(To do)
Repeat every line below exactly as it reads.

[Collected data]
---

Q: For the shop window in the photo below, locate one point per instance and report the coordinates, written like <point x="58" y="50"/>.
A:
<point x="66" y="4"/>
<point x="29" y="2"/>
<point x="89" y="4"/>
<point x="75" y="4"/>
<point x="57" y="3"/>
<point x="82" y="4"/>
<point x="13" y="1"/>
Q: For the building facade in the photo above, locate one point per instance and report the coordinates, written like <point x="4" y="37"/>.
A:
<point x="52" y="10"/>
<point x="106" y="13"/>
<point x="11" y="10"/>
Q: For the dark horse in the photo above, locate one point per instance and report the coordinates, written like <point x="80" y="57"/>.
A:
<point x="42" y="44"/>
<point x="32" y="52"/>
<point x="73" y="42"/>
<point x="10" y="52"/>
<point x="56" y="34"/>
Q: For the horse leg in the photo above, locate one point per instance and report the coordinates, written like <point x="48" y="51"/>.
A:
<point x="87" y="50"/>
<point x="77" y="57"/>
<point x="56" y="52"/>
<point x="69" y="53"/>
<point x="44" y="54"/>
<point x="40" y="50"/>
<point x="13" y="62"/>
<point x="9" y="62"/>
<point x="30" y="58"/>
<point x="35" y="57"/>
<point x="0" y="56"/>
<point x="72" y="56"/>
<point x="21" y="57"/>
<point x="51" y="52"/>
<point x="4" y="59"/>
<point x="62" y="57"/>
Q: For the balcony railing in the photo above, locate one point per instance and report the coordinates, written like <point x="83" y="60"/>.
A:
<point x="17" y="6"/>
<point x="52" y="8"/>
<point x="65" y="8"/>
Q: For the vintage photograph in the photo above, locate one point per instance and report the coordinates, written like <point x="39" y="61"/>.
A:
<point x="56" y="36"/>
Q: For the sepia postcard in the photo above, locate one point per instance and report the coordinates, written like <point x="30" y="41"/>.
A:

---

(Result for this task)
Q: For the shop window in the photo below, locate one point per instance and report the coordinates, written like <point x="58" y="50"/>.
A:
<point x="66" y="4"/>
<point x="29" y="2"/>
<point x="89" y="4"/>
<point x="75" y="4"/>
<point x="57" y="3"/>
<point x="82" y="4"/>
<point x="13" y="1"/>
Q: For the building facade in the photo above, locate one point per instance and report the coordinates, written like <point x="4" y="37"/>.
A:
<point x="52" y="10"/>
<point x="106" y="13"/>
<point x="11" y="10"/>
Q: For the dark horse in the photo above, locate one point per instance and report the coordinates, written like <point x="80" y="57"/>.
A:
<point x="42" y="44"/>
<point x="32" y="52"/>
<point x="73" y="42"/>
<point x="10" y="52"/>
<point x="56" y="34"/>
Q: For the horse leg in the photo above, locate one point per instance and report the coordinates, written like <point x="48" y="51"/>.
A:
<point x="87" y="50"/>
<point x="77" y="57"/>
<point x="56" y="52"/>
<point x="69" y="53"/>
<point x="44" y="54"/>
<point x="40" y="50"/>
<point x="13" y="62"/>
<point x="9" y="62"/>
<point x="30" y="58"/>
<point x="35" y="57"/>
<point x="0" y="56"/>
<point x="72" y="56"/>
<point x="21" y="57"/>
<point x="51" y="52"/>
<point x="4" y="59"/>
<point x="62" y="57"/>
Q: For the balcony railing in the photo above, locate one point per instance and report the coordinates, written like <point x="83" y="60"/>.
A:
<point x="17" y="6"/>
<point x="52" y="8"/>
<point x="65" y="8"/>
Q: For the vintage photograph in the photo above, locate one point per instance and report the coordinates, written like <point x="39" y="61"/>.
A:
<point x="56" y="36"/>
Q: For the sepia postcard in the photo above, locate one point per instance and report the coordinates, written like <point x="30" y="41"/>.
A:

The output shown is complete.